» **Page extract**:
____
Sunday, January 15, 2012

The Peerless Prognosticator is ON THE AIR!!! -- Game 43: Hurricanes at Capitals, January 15th

The Peerless Prognosticator is ON THE AIR!!!

By the time the clock tolls midnight tonight, the Washington Capitals could be in first place in the Southeast Division. It would be the first time the Caps held the top spot in the Southeast since November 18th. But to do that, the Caps have to get past the Carolina Hurricanes this afternoon. The Caps have accomplished that feat twice already this season – a 4-3 overtime win in the season opener at Verizon Center and a 5-1 decision in Carolina on November 4th.

The loss to Washington on November 4th dropped Carolina to .500 at 5-5-3. It is the last time so far this season that the Hurricanes were at .500. Since then they are 11-18-4. Worse, they are 3-9-2 on the road. But here is the odd quirk in the Hurricanes’ record. Of the seven games they have won since December 15th, five of them have come against teams in their respective conference playoff-eligible group, including wins against Vancouver and Boston. Carolina can, from time to time, scare up a big effort against the big teams, even if their overall numbers do not look especially fear-inducing:

(click on pic for larger image)

The numbers paint a picture something other than pretty for Carolina. In no general category do they rank higher than 20th save for scoring, and even there they hang on to the last spot in the top half of the rankings. They are being outscored on the road by more than a goal per game for the season.

1. The first 20 minutes matter for the Hurricanes. Thirteen times the Hurricanes have trailed after one period; twelve times they lost in regulation time. Only two teams have a worse record (Anaheim and Phoenix).

2. Carolina has the worst record in the league when being outshot by their opponent (6-15-4), although they have won their last two games when allowing more shots than they take (Tampa Bay, Boston).

3. Only one goalie in the league has played more than 2,000 minutes, has a goals against average over 3.00, and has a save percentage under .905: Cam Ward (2,250, 3.09, .902).
____
» **Records supplied**:

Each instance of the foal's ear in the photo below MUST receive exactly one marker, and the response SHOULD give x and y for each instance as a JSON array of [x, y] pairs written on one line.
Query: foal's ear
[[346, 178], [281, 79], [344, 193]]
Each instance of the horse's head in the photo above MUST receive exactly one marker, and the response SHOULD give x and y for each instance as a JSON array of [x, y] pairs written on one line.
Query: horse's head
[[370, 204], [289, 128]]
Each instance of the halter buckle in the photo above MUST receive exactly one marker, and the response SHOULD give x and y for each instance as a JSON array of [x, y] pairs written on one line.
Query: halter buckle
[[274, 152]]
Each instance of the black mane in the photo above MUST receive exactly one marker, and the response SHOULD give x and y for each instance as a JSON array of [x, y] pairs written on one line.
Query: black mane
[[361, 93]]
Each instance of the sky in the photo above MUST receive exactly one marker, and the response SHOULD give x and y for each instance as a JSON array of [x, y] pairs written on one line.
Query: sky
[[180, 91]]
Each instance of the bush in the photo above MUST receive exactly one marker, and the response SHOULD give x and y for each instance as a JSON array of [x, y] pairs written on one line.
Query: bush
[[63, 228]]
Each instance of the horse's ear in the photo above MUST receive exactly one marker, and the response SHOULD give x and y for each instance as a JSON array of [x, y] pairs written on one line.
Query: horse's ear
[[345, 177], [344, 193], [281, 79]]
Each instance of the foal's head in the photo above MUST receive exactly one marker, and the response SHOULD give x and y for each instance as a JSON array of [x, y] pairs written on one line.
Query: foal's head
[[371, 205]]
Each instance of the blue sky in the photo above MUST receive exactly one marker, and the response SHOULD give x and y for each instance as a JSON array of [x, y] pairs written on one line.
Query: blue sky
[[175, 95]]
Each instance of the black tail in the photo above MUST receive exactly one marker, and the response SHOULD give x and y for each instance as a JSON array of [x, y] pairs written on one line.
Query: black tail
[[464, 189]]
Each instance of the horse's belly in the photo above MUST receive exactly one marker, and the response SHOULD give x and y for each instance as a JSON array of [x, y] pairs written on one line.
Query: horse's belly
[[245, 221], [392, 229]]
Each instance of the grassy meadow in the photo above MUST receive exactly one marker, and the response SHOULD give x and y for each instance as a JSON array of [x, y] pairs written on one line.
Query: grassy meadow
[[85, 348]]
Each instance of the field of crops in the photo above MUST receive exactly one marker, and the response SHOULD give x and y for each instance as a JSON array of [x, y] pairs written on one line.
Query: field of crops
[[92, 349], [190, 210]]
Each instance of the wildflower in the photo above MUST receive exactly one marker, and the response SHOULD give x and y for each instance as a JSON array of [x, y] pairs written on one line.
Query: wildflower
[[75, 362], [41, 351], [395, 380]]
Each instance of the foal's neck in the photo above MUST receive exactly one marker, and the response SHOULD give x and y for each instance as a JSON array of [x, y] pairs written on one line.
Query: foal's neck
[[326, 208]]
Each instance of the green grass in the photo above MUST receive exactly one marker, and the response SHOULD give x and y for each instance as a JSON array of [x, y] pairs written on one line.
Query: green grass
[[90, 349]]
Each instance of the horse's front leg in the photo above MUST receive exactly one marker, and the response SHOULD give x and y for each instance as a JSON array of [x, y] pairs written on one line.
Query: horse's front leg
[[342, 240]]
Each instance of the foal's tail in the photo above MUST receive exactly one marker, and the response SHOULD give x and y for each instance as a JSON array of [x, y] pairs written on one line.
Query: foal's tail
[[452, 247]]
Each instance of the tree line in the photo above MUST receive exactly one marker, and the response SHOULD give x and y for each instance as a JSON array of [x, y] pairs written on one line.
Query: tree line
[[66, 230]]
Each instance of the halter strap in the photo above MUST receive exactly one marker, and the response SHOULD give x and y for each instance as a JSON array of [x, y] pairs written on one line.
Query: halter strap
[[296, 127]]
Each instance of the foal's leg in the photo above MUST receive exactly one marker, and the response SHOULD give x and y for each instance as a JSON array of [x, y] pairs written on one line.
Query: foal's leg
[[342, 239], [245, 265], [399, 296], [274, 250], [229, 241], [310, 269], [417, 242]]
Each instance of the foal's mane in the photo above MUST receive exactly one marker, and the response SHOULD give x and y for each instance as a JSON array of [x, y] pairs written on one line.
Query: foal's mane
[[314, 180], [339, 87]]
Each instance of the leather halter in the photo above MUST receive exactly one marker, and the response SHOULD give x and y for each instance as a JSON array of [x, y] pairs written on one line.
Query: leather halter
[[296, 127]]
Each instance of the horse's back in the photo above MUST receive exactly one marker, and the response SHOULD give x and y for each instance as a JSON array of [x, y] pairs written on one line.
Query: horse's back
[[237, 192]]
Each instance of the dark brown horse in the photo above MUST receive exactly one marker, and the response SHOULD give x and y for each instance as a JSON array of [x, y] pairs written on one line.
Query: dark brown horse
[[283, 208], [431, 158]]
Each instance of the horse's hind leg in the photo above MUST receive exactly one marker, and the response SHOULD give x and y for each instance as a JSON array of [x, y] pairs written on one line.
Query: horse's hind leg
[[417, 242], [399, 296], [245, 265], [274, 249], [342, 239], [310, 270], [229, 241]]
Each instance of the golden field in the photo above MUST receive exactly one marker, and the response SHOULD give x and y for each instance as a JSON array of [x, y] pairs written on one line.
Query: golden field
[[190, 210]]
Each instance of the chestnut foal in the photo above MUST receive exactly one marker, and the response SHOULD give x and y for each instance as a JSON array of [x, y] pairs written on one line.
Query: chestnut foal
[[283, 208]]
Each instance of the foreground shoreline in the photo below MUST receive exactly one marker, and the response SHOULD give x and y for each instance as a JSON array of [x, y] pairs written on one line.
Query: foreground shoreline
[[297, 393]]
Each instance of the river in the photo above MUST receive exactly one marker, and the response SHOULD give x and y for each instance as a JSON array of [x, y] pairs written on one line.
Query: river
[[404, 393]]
____
» **Stated problem 1**:
According to the game preview, what was the score of the Capitals' season-opening win over Carolina at Verizon Center?
» **Stated problem 2**:
Locate each line of the records that contains the word "meadow", and copy those lines.
The game preview and the records have no connection to each other.

» **Solution 1**:
4-3 in overtime

» **Solution 2**:
Each instance of the grassy meadow in the photo above MUST receive exactly one marker, and the response SHOULD give x and y for each instance as a JSON array of [x, y] pairs written on one line.
Query: grassy meadow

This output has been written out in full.